What this exercise asks:
[A] According to the essay, what age is passing away?
[B] List the figures of authority that the essay says we will continue to wait for.
[C] Translate this sentence from the essay into Spanish: "It is time for the return of the wizards."

At the beginning of the 2020s we were taken on an unplanned and involuntary journey into the future. I’ve been taking notes. Let’s get equipped.
It’s a scary world out there nowadays. You can’t tell who to trust, it seems like chaos is growing by the day, normal people everywhere act in increasingly abnormal ways. We seem to live in a period where our leaders exist in a parallel world gradually receding from ours, unable or unwilling to bridge the gap to our reality. Many have spent the past few decades loudly waiting for some figure of authority to step in and sort this mess out. It seems we will continue to wait for the king or the president or the board director to appear. In the meantime, the needs grow by the day. Real, pressing, agonizing, the breaking apart of modernity continues its steady drudge. Most people will accept the state of things with a shrug. Some might busily organize relatively useless efforts to bring history back a few minutes at the cosmic scale. But hidden in plain sight are just a very few who can see beyond the present moment, who know the way to follow. The age of middle managers is passing away. It is time for the return of the wizards.

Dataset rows
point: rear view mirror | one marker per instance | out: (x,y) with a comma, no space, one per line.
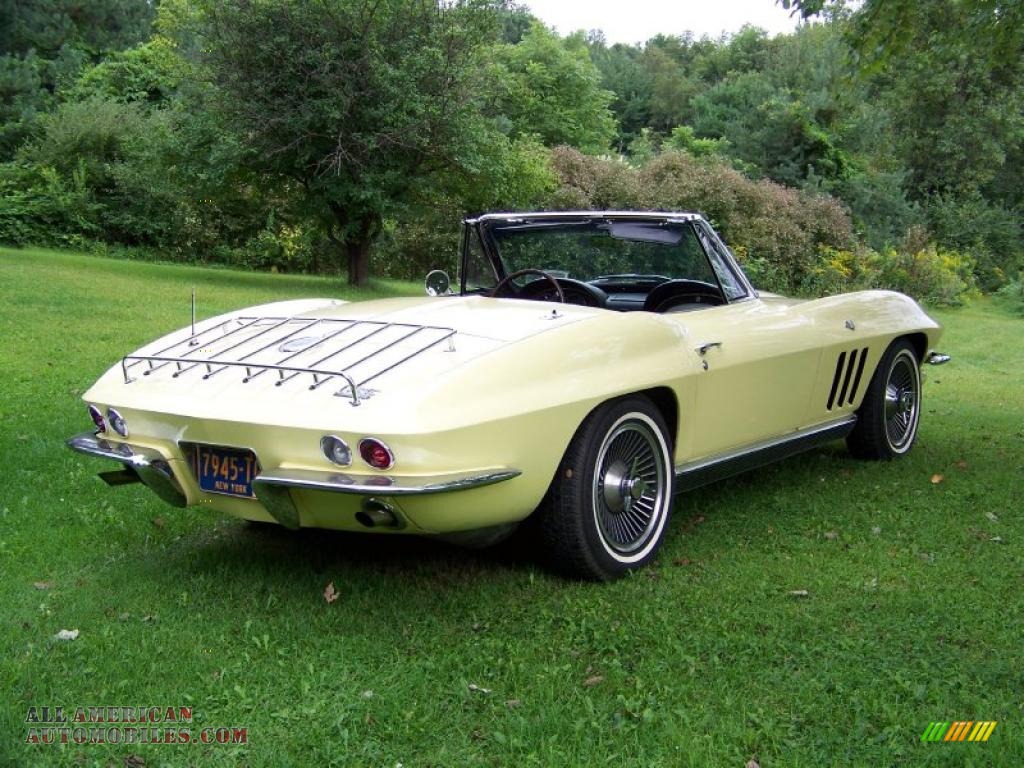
(437,283)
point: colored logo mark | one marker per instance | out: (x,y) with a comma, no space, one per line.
(962,730)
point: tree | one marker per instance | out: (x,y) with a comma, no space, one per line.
(44,42)
(357,100)
(548,86)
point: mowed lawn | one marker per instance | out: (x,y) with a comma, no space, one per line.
(908,578)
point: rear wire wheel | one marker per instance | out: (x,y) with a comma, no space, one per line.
(608,505)
(887,421)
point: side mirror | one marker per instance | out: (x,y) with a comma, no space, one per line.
(437,284)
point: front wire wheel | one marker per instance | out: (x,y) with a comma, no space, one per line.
(607,508)
(887,421)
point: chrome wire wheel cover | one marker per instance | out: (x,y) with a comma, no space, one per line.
(902,401)
(631,487)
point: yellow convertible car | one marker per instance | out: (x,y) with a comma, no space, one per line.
(587,367)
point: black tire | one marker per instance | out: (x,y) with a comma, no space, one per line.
(609,503)
(887,421)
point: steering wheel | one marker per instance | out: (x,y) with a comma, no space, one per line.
(676,292)
(574,292)
(504,282)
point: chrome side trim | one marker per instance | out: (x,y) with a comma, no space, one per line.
(152,468)
(704,471)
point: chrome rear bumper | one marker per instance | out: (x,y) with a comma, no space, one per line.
(148,465)
(273,486)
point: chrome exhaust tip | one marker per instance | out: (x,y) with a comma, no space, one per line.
(377,514)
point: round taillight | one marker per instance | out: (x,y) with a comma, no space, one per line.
(376,454)
(118,424)
(336,450)
(97,419)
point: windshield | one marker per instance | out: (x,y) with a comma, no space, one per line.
(603,252)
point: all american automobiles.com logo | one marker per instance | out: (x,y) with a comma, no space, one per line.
(124,725)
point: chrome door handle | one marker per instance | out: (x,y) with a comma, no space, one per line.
(704,347)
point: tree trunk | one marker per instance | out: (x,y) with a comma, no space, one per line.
(356,236)
(358,261)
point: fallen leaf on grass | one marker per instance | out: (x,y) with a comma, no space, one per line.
(330,593)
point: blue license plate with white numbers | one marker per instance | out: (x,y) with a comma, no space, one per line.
(227,471)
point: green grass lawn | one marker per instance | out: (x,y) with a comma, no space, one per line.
(437,656)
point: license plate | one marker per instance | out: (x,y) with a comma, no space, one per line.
(227,471)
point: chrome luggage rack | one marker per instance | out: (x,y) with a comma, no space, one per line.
(325,349)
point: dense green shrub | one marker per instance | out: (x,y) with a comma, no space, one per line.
(774,230)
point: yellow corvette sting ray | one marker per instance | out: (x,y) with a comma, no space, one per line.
(587,367)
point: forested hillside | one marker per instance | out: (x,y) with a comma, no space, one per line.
(881,146)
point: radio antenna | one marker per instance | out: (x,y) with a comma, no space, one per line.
(194,342)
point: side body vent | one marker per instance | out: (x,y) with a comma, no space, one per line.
(846,381)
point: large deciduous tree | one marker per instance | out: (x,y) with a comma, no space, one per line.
(359,100)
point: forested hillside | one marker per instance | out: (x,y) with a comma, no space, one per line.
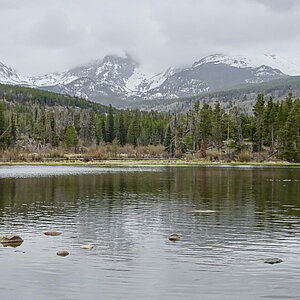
(34,121)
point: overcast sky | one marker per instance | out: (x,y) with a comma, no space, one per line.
(41,36)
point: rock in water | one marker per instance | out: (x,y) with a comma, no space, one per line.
(12,240)
(62,253)
(87,247)
(273,261)
(174,237)
(52,233)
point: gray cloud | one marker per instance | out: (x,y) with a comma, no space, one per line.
(47,36)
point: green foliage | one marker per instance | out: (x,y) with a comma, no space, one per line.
(44,119)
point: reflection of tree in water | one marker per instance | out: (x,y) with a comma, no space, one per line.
(236,194)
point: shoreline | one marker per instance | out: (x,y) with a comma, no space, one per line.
(164,162)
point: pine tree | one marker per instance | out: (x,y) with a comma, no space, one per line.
(217,126)
(168,142)
(3,127)
(291,148)
(70,137)
(110,125)
(122,132)
(13,131)
(202,149)
(258,110)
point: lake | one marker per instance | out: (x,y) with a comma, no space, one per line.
(230,219)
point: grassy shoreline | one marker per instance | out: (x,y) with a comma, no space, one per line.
(128,162)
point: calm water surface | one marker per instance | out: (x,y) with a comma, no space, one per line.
(128,214)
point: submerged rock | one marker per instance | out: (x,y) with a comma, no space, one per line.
(12,240)
(62,253)
(203,211)
(174,237)
(87,247)
(52,233)
(273,261)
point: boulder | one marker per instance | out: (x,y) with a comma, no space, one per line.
(87,247)
(174,237)
(12,240)
(62,253)
(273,261)
(52,233)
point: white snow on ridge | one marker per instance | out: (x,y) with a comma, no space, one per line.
(238,61)
(233,61)
(280,63)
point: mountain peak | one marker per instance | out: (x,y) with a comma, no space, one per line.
(219,58)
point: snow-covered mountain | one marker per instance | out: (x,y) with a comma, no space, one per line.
(117,79)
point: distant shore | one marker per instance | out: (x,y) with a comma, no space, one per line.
(128,162)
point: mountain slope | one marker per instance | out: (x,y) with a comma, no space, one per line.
(245,97)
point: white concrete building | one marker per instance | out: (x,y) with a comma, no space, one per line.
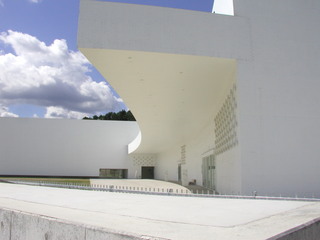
(230,102)
(62,147)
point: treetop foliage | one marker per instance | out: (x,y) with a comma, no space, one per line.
(119,116)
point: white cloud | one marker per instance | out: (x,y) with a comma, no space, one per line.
(58,112)
(4,112)
(50,76)
(35,1)
(223,7)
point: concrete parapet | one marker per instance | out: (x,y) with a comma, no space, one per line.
(16,225)
(308,231)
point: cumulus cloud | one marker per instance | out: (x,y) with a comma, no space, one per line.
(35,1)
(4,112)
(51,76)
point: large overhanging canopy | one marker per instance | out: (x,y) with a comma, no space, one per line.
(173,97)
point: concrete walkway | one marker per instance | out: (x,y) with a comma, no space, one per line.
(167,217)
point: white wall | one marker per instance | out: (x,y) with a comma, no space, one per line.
(58,147)
(276,45)
(279,98)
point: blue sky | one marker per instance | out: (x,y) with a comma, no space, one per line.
(42,74)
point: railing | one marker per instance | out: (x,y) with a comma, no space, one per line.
(158,191)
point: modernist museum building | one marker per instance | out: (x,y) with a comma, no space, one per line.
(227,102)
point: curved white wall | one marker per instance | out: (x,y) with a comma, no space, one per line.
(60,147)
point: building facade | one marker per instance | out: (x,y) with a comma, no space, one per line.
(63,147)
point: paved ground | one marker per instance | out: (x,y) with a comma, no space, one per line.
(168,217)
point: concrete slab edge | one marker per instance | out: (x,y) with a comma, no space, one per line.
(18,225)
(307,231)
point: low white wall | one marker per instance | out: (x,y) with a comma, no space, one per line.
(58,147)
(19,225)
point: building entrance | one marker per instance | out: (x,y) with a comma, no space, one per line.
(208,172)
(147,172)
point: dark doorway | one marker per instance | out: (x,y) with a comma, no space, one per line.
(147,172)
(179,172)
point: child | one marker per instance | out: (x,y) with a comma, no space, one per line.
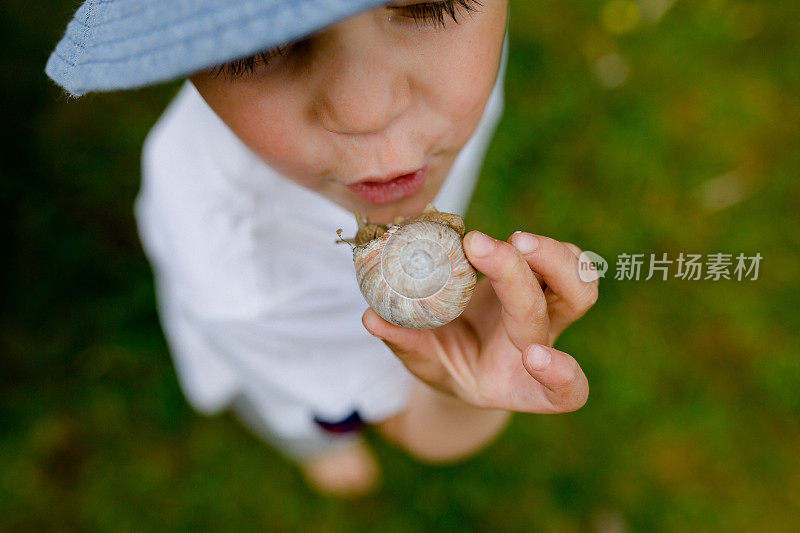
(347,105)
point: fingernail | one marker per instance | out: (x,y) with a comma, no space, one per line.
(538,357)
(481,244)
(525,242)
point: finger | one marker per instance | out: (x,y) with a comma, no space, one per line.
(524,306)
(564,384)
(557,262)
(416,348)
(574,249)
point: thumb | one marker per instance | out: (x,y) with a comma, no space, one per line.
(563,382)
(418,349)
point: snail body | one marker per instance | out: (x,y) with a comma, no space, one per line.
(414,273)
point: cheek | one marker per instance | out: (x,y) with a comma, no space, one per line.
(271,122)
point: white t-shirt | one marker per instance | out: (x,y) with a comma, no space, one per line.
(254,296)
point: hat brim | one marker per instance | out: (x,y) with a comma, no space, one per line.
(117,44)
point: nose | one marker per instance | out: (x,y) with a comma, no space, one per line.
(364,90)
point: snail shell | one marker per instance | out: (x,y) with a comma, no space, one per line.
(415,275)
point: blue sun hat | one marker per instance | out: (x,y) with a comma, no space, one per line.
(124,44)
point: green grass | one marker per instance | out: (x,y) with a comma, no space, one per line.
(693,422)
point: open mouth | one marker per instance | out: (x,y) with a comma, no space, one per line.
(384,192)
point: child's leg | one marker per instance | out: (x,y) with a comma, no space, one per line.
(439,428)
(340,465)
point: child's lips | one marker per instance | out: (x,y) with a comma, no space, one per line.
(386,191)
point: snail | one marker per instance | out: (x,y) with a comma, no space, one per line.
(414,273)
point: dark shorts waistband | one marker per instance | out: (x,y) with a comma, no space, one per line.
(350,424)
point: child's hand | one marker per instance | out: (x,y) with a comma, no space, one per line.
(498,353)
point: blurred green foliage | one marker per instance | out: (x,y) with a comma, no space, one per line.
(631,127)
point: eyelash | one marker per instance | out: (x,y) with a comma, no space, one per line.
(429,13)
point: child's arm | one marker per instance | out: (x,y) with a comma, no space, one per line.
(484,363)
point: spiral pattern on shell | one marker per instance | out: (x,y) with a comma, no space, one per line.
(416,275)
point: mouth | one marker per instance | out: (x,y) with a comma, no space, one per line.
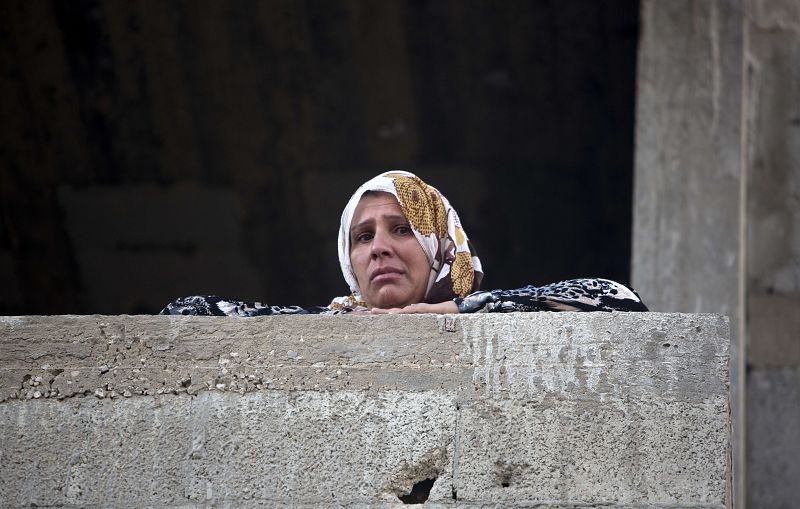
(384,273)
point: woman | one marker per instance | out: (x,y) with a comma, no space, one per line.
(402,250)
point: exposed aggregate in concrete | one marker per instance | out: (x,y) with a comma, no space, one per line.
(539,410)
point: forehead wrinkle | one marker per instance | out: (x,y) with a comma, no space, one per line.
(385,217)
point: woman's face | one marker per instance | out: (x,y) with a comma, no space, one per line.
(390,266)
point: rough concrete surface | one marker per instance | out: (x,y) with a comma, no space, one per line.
(555,410)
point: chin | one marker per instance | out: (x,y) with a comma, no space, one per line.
(388,298)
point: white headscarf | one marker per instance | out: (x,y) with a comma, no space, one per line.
(455,269)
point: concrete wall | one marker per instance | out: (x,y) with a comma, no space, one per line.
(717,206)
(547,410)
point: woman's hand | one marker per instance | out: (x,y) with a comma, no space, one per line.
(441,308)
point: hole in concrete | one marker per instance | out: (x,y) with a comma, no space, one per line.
(419,492)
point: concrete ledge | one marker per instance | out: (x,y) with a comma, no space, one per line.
(549,410)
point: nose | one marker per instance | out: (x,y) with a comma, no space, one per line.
(381,245)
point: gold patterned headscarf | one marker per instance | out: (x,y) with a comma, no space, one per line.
(455,268)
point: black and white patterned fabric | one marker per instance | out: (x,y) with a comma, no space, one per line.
(571,295)
(455,268)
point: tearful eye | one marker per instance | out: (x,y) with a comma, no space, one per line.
(363,237)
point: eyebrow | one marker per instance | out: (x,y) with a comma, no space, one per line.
(390,217)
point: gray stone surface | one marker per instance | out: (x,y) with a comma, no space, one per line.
(717,195)
(687,170)
(556,410)
(774,438)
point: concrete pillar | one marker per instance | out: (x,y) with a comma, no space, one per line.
(717,207)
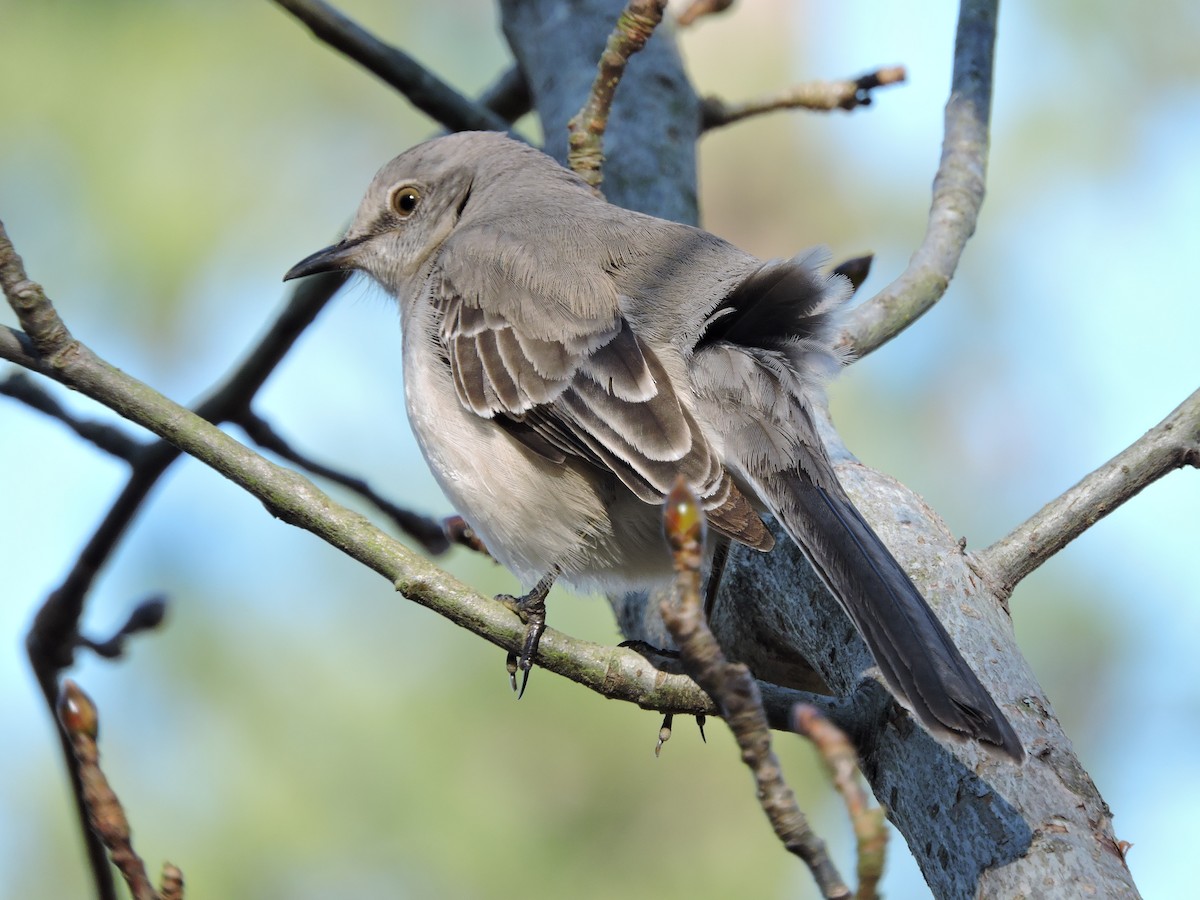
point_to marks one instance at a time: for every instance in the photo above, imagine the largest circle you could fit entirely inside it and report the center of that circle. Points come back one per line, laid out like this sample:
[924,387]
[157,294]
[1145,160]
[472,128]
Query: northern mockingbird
[565,360]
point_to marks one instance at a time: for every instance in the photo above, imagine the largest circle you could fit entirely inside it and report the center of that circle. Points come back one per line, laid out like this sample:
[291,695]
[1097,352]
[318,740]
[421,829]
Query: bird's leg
[532,610]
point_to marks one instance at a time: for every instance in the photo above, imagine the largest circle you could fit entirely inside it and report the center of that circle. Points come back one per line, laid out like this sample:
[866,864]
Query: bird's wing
[568,378]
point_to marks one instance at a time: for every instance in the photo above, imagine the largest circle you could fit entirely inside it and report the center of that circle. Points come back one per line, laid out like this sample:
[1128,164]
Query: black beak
[335,258]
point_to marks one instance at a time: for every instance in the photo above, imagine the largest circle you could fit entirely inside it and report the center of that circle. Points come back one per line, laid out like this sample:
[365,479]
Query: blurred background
[299,731]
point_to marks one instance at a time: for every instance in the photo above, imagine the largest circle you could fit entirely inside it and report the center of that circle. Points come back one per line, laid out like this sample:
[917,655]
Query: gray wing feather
[601,397]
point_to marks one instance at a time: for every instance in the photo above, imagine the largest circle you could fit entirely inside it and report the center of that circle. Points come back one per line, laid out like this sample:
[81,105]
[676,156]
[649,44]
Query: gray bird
[565,360]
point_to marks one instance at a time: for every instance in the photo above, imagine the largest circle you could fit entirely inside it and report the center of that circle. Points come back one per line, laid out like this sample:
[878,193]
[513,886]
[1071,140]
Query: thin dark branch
[427,532]
[958,190]
[424,90]
[615,672]
[509,97]
[1169,445]
[735,690]
[822,96]
[49,349]
[586,127]
[107,437]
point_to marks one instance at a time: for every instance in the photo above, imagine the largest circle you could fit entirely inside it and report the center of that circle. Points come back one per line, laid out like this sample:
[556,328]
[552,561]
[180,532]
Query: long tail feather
[912,649]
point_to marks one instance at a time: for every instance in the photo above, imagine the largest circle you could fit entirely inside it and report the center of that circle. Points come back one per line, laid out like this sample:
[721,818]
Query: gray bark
[977,826]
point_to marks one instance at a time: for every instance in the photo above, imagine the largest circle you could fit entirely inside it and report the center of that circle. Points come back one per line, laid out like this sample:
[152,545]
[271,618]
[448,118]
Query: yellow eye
[405,199]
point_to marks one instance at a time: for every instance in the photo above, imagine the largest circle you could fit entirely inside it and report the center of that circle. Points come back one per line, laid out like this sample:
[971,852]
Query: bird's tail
[912,649]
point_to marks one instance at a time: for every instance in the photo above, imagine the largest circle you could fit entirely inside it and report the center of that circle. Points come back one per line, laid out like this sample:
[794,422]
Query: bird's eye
[405,199]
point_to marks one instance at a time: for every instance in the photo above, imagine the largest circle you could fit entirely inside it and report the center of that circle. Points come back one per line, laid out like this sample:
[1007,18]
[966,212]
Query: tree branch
[822,96]
[735,690]
[870,826]
[1171,444]
[587,127]
[958,191]
[107,437]
[78,718]
[430,533]
[54,636]
[699,9]
[423,89]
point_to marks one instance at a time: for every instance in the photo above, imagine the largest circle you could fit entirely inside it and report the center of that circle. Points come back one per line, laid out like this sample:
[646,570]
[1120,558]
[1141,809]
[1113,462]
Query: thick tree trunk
[977,826]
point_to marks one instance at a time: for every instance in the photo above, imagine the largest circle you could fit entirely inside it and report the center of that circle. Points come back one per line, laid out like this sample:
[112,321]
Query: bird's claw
[532,611]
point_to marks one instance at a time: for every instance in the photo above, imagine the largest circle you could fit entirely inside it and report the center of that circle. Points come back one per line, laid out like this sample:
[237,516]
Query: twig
[427,532]
[54,636]
[869,823]
[77,715]
[958,190]
[107,437]
[633,30]
[823,96]
[1169,445]
[613,672]
[424,90]
[509,97]
[699,9]
[735,690]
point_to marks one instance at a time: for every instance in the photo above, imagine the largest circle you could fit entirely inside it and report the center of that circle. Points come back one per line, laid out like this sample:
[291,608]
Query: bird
[567,360]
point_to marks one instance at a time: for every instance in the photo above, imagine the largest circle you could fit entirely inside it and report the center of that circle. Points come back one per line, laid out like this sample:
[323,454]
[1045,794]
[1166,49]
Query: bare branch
[1171,444]
[78,718]
[107,437]
[821,96]
[958,190]
[424,90]
[54,636]
[735,690]
[618,673]
[509,97]
[427,532]
[699,9]
[870,826]
[634,29]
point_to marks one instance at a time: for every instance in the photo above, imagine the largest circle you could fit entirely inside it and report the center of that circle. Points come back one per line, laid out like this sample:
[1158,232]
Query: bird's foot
[532,610]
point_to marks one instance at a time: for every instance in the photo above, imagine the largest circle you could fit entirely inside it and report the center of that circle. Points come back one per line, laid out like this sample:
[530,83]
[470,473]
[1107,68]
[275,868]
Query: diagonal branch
[958,190]
[1171,444]
[107,437]
[822,96]
[427,532]
[735,690]
[424,90]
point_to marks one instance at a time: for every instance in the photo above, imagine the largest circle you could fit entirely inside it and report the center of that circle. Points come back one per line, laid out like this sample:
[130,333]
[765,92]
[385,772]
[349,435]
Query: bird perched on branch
[567,359]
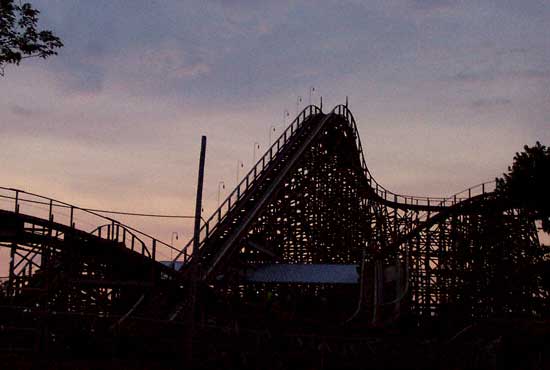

Solutions by task:
[A] The age of middle managers

[B] The king, the president, the board director

[C] Es hora del regreso de los magos.